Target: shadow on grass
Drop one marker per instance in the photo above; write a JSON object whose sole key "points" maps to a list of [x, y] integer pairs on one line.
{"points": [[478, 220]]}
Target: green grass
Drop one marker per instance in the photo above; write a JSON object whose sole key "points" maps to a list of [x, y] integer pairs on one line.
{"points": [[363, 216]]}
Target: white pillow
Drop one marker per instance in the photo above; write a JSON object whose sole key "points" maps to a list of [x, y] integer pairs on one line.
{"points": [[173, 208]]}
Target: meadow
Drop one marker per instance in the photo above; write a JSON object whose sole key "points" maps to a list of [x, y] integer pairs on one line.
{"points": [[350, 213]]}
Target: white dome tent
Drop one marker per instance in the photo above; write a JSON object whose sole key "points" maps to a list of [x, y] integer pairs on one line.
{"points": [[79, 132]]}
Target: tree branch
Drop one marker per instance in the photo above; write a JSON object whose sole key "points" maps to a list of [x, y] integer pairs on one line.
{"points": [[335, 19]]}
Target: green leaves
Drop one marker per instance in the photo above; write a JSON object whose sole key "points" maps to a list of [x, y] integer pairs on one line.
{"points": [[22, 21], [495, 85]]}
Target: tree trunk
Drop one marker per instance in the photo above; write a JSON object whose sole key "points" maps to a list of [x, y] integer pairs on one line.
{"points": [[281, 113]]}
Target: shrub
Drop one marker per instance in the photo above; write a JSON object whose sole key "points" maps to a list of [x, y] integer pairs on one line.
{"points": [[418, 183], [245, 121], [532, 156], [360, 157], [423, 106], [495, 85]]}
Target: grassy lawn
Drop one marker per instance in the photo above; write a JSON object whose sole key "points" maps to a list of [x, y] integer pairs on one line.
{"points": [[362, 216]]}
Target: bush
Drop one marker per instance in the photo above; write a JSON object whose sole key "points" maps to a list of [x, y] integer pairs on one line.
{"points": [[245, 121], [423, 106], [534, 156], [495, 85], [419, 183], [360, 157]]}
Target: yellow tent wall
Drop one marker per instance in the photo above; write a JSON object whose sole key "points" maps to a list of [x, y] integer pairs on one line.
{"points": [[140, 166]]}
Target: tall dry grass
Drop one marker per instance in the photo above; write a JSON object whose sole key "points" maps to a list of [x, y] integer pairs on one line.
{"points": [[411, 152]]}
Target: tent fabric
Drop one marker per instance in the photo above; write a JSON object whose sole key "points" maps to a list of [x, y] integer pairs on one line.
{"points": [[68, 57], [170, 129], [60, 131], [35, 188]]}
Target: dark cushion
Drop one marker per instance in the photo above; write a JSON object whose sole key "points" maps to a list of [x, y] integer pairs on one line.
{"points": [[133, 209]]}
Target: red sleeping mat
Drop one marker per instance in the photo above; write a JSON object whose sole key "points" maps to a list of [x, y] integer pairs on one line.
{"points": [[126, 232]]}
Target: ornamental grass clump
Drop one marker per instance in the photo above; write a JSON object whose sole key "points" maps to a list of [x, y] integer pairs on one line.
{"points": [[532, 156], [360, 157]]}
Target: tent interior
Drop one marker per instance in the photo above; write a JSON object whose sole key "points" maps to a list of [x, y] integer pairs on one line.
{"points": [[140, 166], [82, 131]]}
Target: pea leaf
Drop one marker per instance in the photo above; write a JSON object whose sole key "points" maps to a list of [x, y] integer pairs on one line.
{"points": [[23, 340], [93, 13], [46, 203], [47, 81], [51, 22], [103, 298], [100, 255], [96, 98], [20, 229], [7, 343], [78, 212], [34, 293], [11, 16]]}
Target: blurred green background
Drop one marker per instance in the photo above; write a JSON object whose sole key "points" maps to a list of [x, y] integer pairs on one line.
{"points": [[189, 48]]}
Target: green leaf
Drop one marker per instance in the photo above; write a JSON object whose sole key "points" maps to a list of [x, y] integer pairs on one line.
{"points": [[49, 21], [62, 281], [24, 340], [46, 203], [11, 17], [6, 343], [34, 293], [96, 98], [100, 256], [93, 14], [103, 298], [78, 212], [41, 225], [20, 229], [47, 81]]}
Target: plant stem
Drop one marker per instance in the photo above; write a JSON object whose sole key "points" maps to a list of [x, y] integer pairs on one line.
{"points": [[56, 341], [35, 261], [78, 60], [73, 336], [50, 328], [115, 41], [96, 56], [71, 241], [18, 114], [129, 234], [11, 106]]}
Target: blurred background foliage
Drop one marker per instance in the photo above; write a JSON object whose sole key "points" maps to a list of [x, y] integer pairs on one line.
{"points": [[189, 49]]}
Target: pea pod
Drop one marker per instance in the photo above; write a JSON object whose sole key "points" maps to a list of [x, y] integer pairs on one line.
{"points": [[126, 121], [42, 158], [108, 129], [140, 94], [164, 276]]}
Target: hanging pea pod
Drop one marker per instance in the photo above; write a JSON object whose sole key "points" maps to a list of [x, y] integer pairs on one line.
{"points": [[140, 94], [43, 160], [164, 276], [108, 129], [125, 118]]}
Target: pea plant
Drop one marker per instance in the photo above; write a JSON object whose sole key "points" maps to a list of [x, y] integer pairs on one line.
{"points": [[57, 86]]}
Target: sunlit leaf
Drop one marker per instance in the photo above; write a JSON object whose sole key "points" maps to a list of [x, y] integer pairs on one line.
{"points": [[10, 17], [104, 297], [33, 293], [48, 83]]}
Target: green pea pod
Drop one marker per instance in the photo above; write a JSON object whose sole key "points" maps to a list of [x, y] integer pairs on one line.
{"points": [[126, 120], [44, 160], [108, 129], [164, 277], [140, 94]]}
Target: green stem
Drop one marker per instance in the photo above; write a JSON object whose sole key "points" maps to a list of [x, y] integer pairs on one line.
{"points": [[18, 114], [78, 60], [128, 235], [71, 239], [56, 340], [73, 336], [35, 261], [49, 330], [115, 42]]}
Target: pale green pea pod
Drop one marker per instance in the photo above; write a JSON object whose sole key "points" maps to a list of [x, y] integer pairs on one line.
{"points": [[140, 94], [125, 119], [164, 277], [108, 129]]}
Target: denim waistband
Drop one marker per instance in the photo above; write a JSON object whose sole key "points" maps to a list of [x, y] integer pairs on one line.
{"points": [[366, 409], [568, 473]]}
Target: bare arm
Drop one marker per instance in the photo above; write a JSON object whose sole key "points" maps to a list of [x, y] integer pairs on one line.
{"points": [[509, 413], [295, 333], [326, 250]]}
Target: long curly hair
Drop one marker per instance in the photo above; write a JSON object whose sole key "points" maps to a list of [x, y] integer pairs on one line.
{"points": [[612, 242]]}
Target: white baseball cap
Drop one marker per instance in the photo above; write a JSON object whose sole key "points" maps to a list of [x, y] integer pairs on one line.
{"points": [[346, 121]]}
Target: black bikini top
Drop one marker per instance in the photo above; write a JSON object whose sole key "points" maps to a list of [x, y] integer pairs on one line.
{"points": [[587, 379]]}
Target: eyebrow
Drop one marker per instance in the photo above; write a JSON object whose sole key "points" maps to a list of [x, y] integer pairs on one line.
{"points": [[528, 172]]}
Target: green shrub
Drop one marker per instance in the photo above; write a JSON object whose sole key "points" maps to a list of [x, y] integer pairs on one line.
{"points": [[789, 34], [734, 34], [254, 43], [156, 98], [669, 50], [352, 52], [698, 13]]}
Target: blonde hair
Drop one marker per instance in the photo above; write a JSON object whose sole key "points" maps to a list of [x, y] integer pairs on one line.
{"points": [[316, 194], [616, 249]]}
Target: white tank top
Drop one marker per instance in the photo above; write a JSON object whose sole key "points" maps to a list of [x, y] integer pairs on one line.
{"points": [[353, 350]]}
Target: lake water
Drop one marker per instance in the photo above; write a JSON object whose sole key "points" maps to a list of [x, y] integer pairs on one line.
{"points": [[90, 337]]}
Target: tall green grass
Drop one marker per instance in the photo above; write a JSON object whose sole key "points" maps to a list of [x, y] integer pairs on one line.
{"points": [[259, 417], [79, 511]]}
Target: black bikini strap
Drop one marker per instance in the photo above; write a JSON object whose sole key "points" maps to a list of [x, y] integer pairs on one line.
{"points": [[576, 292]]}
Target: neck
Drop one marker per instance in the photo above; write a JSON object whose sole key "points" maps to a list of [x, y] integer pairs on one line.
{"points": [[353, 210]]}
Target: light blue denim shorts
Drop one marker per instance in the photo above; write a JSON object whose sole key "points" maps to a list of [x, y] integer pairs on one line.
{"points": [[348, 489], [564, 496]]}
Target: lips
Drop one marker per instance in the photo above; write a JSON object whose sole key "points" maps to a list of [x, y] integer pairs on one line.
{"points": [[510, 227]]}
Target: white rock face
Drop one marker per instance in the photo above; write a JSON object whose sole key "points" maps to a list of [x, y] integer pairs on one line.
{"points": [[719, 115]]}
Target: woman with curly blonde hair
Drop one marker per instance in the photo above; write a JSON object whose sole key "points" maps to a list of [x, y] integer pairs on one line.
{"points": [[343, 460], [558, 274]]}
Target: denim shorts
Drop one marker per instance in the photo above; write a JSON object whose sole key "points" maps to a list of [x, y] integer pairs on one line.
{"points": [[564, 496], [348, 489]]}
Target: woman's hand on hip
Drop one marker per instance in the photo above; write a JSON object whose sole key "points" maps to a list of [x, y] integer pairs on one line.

□ □ □ □ □

Aim of the task>
Can you output verbatim everything from the line containing "Target: black bikini strap" down to the end of the records?

The completed task>
Target: black bikini strap
Drop one marker per instance in the photo above; write a JSON object whose sole key "points" maps to a list of [x, y] integer pairs on one line.
{"points": [[576, 292]]}
Target: neck
Drop one marker per instance in the photo above; write a JSON object whose sole key "points" maps to a list of [x, y] integer pairs on one line.
{"points": [[353, 210]]}
Target: light blue denim shorts
Drop one marker per instance in the photo above; write a JSON object whose sole key "points" maps to a list of [x, y] integer pairs on one line.
{"points": [[348, 489], [564, 496]]}
Target: lips
Drop one marker per instance in the photo above; write a JSON object whose sole key "points" maps to a list of [x, y] integer pairs on one line.
{"points": [[510, 227]]}
Target: white rock face
Drop one marker per instance in the photo above; write a JSON object whose sole key "points" maps to a list of [x, y] integer pairs on one line.
{"points": [[719, 115]]}
Target: woman with curly blonde hair
Drop one marker per instance in the photo above; write a JSON object whose sole key "points" maps to a list of [x, y] integer pairs on one line.
{"points": [[343, 460], [558, 274]]}
Target: denim shorts
Drop one marker per instance in the photo above; write a JSON object whose sole key "points" maps to a list of [x, y] integer pairs on one line.
{"points": [[564, 496], [348, 489]]}
Target: woman's hand on hip
Drop one marker per instance in the photo above; write a JSON object whose sole key "points" maps to a list of [x, y] integer pairs on one line.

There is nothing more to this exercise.